■ **Explore the material**:
**1)** Rewrite the passage of the text on the 2017 radioactive cloud from "To date, no" to "the European population.", replacing "the fall of 2017" with "the autumn of 2017".
**2)** According to the text on the 2017 radioactive cloud, how many measurements did the study analyze?

A European group of scientists has recently published their conclusions on the radioactive cloud that moved throughout Europe in September 2017, one of the most serious radioactive material leaks since Fukushima in 2011 Even though it happened two years ago, the population did not even know that it was there, as media coverage was insignificant.
The study, published in the journal ‘Proceedings of the National Academy of Sciences‘, has analyzed more than 1,300 measurements from all over Europe and other regions of the world to find out the cause of this incident. The result: it was not a reactor accident, but an accident at a nuclear reprocessing plant.
Although the exact origin of radioactivity is difficult to determine, the data suggests a point of release in the southern Urals.
This is precisely where the Russian nuclear facility Majak is located. The Mayak Production Association is one of the biggest nuclear facilities in the Russian Federation, housing a reprocessing plant, where scientists were trying to produce the isotope cerium–144, for subsequent use in neutrino experiments at the Gran Sasso National Laboratory in Italy, as has previously been speculated.
To date, no one has assumed responsibility for this considerable leak in the fall of 2017. It is noteworthy to mention that the incident never caused any risks to the health of the European population.

■ **Given records**:
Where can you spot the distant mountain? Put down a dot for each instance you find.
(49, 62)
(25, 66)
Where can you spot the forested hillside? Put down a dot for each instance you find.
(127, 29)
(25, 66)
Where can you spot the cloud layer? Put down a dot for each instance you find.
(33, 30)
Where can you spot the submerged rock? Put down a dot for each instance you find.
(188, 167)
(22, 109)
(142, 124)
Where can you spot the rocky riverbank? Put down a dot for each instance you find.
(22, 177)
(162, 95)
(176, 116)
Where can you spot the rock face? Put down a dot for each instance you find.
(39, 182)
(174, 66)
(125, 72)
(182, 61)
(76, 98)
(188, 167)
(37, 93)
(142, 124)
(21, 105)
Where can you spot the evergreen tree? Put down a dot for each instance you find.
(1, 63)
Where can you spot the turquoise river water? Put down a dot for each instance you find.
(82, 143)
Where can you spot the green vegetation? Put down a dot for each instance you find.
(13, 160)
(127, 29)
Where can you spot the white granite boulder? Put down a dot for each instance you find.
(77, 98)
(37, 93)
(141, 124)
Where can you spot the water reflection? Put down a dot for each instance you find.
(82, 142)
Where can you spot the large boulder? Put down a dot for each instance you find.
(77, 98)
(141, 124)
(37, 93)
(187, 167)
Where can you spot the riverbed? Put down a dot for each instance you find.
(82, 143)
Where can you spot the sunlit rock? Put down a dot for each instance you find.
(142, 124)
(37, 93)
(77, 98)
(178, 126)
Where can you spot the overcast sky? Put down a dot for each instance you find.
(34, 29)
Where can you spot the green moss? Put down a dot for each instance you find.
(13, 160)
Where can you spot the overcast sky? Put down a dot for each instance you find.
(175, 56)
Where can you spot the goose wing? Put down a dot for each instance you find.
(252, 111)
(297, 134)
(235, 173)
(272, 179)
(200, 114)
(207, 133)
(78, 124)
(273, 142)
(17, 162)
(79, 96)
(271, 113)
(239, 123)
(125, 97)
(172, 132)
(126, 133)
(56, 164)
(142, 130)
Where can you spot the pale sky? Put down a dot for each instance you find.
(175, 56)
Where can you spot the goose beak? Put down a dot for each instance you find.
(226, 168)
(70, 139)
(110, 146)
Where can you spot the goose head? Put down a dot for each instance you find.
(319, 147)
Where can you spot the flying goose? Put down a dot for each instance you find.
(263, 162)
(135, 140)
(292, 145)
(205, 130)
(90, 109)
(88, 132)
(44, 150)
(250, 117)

■ **Numbered responses**:
**1)**
To date, no one has assumed responsibility for this considerable leak in the autumn of 2017. It is noteworthy to mention that the incident never caused any risks to the health of the European population.

**2)** More than 1,300 measurements.